Dans la plupart des cas, ces enquêtes prennent des années et coûtent des centaines de milliers de dollars puisque la preuve est difficile à démontrer. Dans l’ensemble des cas, ce sont des délateurs, d’anciens employés qui rapportent des pratiques frauduleuses qui s’étendent sur plusieurs années.

Pour la première fois au Canada, une étude tente de mesurer le niveau d’inquiétude des Canadiens à l’égard de la fraude alimentaire. En collaboration avec l’Institut Jean Garon au Québec, une étude menée par l’Université Dalhousie démontre qu’une majorité de Canadiens est préoccupée par la fraude alimentaire. De plus, l’étude révèle que 40 % des consommateurs, tant au Canada qu’au Québec, estiment en avoir été victimes au moins une fois. Ces résultats démontrent de plus en plus que le doute est semé et que les consommateurs sont de plus en plus conscients de la situation. Plus préoccupant encore, les personnes souffrant d’allergies et d’intolérances alimentaires sont plus susceptibles d’être inquiétées par la fraude alimentaire, et ce, avec raison.
━━━━━━━━
Objectif — D'après le texte sur la fraude alimentaire, quelle part des consommateurs estime en avoir été victime au moins une fois ?

Entrées de données recueillies
━━━━━━━━
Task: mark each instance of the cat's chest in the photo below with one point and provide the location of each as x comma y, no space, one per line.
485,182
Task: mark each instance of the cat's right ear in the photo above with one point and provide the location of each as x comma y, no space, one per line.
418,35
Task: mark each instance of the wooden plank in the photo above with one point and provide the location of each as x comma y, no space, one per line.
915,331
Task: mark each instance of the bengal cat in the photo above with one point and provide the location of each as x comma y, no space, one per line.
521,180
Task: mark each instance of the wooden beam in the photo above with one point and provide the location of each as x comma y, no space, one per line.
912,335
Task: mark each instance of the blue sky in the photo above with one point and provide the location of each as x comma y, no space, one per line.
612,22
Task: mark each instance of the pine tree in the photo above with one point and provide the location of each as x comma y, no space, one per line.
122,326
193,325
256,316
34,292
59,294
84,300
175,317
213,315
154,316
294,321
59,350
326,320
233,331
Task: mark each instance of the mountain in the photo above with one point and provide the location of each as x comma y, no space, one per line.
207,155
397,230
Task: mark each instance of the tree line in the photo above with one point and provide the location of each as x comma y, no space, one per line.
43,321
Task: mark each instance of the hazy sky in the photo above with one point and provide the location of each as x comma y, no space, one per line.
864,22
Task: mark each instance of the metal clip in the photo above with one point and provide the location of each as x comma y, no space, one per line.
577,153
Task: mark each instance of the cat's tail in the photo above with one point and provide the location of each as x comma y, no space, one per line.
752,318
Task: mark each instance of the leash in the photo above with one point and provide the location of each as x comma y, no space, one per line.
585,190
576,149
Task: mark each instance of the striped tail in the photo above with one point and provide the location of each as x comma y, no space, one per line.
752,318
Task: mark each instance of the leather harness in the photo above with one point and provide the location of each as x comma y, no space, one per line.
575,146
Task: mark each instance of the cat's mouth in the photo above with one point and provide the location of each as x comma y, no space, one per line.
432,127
━━━━━━━━
Réponse finale — 40 % des consommateurs, tant au Canada qu'au Québec.